If there’s any takeaway for marketers from Facebook’s antics in Australia this month, it’s that brands need to stop renting their data through social platforms and start owning it by building direct customer relationships.
The time has long since come for brands to move their customer database from “likes” to their actual customer data platform, according to Cheetah Digital’s VP for APAC Billy Loizou – who is fronting the firm’s inaugural Signals Asia-Pacific conference next month. Marketers who own information about their consumers – by seeking their permission to gather personal data in exchange for real, tangible benefits – will see better sales results based on establishing trust. They’ll also be able to offer a better and more personalised experience both in stores and online, while driving recommendations to customers with far greater precision.
“This is exactly what we’ve been saying for the past 12 months,” says Loizou. “CMOs are being challenged on where to spend their declining marketing dollars – in a completely new market, and during a pandemic – and they often advertise via social media with no idea how it’s directly impacting revenue.
“Marketers need to create a strategy first that involves getting closer to their customer. Customers are saying ‘we’re happy to provide our data and sign up to your marketing program in exchange for offers sent directly to me that are relevant’. Brands have instead been entrusting their advertising dollars with these social media giants, and now Facebook can just turn off their advertising and you’re left with nothing.”
Insights such as these will inform the important conversations about permission-based marketing to be presented alongside other core trends discussed at the Signals conference. The event is expected to be an engaging and somewhat provocative assessment of where retailers now stand, having undergone all the disruption and evolution of the coronavirus pandemic – and provide informed perspectives on what key drivers are propelling marketing today. It’s also likely to be an unconventional show – Loizou will be presenting his content from a mountain summit after scaling the slopes, while key Cheetah clients Vans footwear will be providing their perspectives while attempting tricky skateboarding manoeuvres.

> Tasks to carry out
1. From the article about brands owning their customer data, reproduce the passage starting with "The time has" and going on through "far greater precision.".
2. According to the article about brands owning their customer data, why does Loizou say brands that rely on social media giants for advertising are at risk? Answer in one to three sentences.
3. Turn the paragraph of the article about brands owning their customer data that begins "Insights such as these" into a short bulleted list that keeps its main facts.

> Material provided

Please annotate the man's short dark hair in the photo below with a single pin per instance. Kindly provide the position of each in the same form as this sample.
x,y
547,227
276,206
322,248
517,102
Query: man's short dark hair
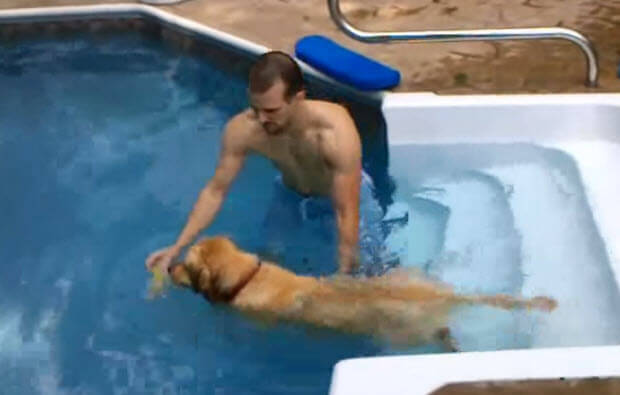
x,y
272,66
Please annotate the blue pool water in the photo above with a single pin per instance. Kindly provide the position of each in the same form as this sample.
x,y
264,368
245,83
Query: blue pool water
x,y
104,146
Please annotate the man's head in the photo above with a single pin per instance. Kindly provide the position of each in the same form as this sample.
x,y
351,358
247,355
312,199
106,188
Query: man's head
x,y
275,89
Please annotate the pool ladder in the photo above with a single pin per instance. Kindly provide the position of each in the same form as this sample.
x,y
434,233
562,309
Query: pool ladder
x,y
542,33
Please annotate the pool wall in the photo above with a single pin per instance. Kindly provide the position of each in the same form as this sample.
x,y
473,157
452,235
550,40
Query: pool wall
x,y
584,126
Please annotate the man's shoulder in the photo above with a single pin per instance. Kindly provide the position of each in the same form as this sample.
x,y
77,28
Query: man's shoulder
x,y
328,108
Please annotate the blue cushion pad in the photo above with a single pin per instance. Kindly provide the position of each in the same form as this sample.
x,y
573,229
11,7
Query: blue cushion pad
x,y
344,65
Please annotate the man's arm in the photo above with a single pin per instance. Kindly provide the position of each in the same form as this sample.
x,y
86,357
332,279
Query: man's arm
x,y
343,151
232,156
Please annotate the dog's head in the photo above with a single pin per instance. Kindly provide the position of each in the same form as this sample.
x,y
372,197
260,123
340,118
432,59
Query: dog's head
x,y
213,267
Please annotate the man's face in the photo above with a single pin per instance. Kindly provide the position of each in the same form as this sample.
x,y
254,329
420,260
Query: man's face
x,y
272,109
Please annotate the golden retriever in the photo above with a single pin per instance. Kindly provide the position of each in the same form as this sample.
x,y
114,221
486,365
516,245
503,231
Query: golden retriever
x,y
400,308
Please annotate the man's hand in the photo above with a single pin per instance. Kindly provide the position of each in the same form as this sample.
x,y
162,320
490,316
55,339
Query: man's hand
x,y
163,258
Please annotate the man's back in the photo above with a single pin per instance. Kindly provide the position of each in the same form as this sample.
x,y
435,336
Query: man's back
x,y
303,150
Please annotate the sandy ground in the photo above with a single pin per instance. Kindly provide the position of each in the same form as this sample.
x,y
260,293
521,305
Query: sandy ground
x,y
461,68
468,67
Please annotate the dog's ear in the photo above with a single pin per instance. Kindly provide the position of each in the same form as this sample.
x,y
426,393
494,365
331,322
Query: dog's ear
x,y
180,275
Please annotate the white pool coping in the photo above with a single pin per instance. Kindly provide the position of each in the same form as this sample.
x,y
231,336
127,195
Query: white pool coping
x,y
423,374
420,374
585,126
59,13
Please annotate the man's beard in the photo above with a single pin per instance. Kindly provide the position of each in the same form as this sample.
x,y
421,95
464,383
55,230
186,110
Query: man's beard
x,y
272,128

> Solutions for each task
1.
The time has long since come for brands to move their customer database from “likes” to their actual customer data platform, according to Cheetah Digital’s VP for APAC Billy Loizou – who is fronting the firm’s inaugural Signals Asia-Pacific conference next month. Marketers who own information about their consumers – by seeking their permission to gather personal data in exchange for real, tangible benefits – will see better sales results based on establishing trust. They’ll also be able to offer a better and more personalised experience both in stores and online, while driving recommendations to customers with far greater precision.

2. Brands have been entrusting their advertising dollars to social media giants, so if Facebook turns off their advertising, they are left with nothing. He also notes that they often advertise through social media with no idea how it directly affects revenue.

3.
- Insights like Loizou's will inform discussions of permission-based marketing at the Signals conference, alongside other core trends.
- The event is expected to give an engaging and somewhat provocative assessment of where retailers stand after the disruption and evolution of the coronavirus pandemic.
- It should also offer informed perspectives on the key drivers propelling marketing today.
- The show is likely to be unconventional. Loizou will present from a mountain summit after scaling its slopes.
- Cheetah client Vans footwear will give its perspectives while attempting tricky skateboarding maneuvers.